— Material shown —
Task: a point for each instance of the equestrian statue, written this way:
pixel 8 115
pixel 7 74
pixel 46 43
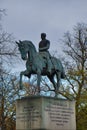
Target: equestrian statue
pixel 40 63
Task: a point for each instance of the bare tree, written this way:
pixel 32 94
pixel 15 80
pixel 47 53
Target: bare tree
pixel 75 48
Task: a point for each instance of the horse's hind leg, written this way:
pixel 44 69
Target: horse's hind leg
pixel 21 74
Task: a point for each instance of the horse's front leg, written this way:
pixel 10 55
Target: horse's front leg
pixel 21 74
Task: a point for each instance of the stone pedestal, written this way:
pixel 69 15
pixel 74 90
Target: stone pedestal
pixel 45 113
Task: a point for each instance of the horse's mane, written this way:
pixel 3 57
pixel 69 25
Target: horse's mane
pixel 29 43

— Exercise requirements —
Format every line of the entries above as a Markdown table with the columns Row and Line, numbering rows consecutively and skipping blank lines. Omit the pictures.

— Problem solution —
| Row | Line |
|---|---|
| 1 | Task: a point for each instance of the equestrian statue, written this way: |
| 2 | pixel 8 115 |
| 3 | pixel 7 74 |
| 4 | pixel 46 43 |
| 5 | Target: equestrian statue |
| 6 | pixel 40 63 |
| 7 | Task: a point for each instance of the bare tree, written this way: |
| 8 | pixel 32 94 |
| 9 | pixel 15 80 |
| 10 | pixel 47 53 |
| 11 | Target: bare tree |
| 12 | pixel 75 48 |
| 13 | Task: a point for each instance of the horse's hind leg, written this way: |
| 14 | pixel 44 69 |
| 15 | Target: horse's hind leg |
| 16 | pixel 21 74 |
| 17 | Task: a point for each instance of the horse's front leg, written this way: |
| 18 | pixel 10 55 |
| 19 | Target: horse's front leg |
| 20 | pixel 21 74 |
| 21 | Task: a point for each instance of the stone pedestal, written this way: |
| 22 | pixel 69 15 |
| 23 | pixel 74 90 |
| 24 | Target: stone pedestal |
| 25 | pixel 45 113 |
| 26 | Task: a point for each instance of the horse's mane, written this way: |
| 27 | pixel 3 57 |
| 28 | pixel 69 25 |
| 29 | Target: horse's mane |
| 30 | pixel 29 43 |